#### Provided records ####
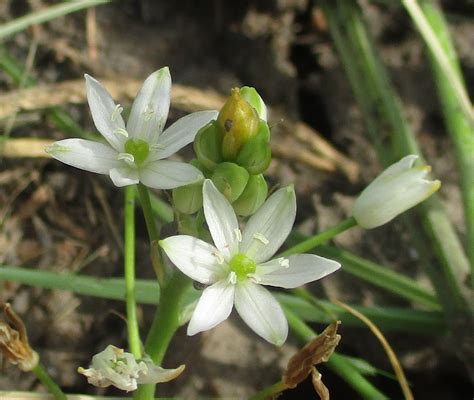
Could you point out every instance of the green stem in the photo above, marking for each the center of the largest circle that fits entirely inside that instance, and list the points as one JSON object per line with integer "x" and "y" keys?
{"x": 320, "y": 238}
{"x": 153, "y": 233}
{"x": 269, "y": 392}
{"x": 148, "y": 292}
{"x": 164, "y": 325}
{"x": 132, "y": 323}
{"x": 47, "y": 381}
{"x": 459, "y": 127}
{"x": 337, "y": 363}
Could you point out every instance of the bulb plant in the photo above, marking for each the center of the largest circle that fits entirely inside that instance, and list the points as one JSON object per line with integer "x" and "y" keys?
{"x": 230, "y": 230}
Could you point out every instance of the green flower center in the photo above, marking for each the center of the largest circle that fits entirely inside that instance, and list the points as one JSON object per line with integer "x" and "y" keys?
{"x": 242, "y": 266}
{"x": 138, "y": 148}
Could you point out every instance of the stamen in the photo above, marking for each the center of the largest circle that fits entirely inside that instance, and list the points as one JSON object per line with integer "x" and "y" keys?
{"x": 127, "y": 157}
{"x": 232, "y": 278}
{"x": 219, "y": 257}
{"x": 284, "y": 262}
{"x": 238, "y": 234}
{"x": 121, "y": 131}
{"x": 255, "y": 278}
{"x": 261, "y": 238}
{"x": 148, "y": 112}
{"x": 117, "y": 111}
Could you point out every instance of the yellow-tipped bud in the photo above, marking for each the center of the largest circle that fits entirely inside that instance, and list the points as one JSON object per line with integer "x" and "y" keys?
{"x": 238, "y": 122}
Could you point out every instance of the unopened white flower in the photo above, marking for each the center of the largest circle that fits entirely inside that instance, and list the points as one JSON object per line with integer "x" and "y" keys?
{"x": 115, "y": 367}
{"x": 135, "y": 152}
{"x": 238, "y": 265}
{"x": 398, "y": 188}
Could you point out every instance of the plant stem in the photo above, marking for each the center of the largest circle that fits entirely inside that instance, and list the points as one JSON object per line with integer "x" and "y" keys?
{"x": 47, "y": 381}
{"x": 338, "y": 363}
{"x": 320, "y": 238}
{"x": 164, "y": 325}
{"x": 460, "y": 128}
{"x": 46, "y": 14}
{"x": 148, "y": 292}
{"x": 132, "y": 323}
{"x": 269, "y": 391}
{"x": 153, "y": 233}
####
#### Provided records ####
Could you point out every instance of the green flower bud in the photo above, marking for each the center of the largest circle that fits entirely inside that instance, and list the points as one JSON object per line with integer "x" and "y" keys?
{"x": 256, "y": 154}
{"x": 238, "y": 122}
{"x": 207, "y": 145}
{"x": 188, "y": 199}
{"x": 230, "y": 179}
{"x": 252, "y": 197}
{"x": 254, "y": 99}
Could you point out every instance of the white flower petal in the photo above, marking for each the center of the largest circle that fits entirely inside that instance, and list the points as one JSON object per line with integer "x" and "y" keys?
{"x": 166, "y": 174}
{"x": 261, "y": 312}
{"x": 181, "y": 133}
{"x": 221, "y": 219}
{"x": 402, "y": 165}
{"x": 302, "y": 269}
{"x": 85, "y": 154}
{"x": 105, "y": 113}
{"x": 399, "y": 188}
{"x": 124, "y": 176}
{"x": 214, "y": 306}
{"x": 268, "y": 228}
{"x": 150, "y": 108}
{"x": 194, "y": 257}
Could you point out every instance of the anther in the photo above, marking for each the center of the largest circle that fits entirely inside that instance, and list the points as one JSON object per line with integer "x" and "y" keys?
####
#### Provided records ####
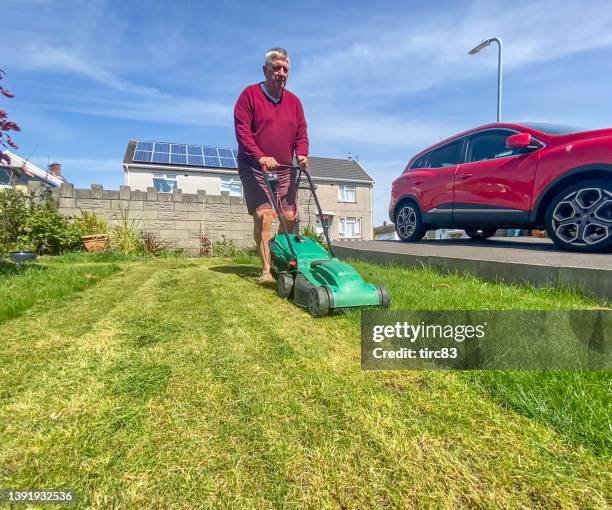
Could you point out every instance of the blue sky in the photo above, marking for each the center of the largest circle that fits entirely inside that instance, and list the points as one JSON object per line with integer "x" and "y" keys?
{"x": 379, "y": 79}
####
Given task - Collect each line above that contains the word "white" and copy it out in full. Count a line only when its letters match in case.

Expected output -
Could you point out every instance of the unopened white flower in the photo above, marking for each the center of the largest circle that fits entirely inside that instance, and list the points as one JSON object per line with integer "x" and "y" keys?
Could you point out every instance of the white flower petal in the photo above, marking for each the center of the largest circle that fits entirely inside that instance, and list the points as one JSON object per line with integer "x" and "y" keys?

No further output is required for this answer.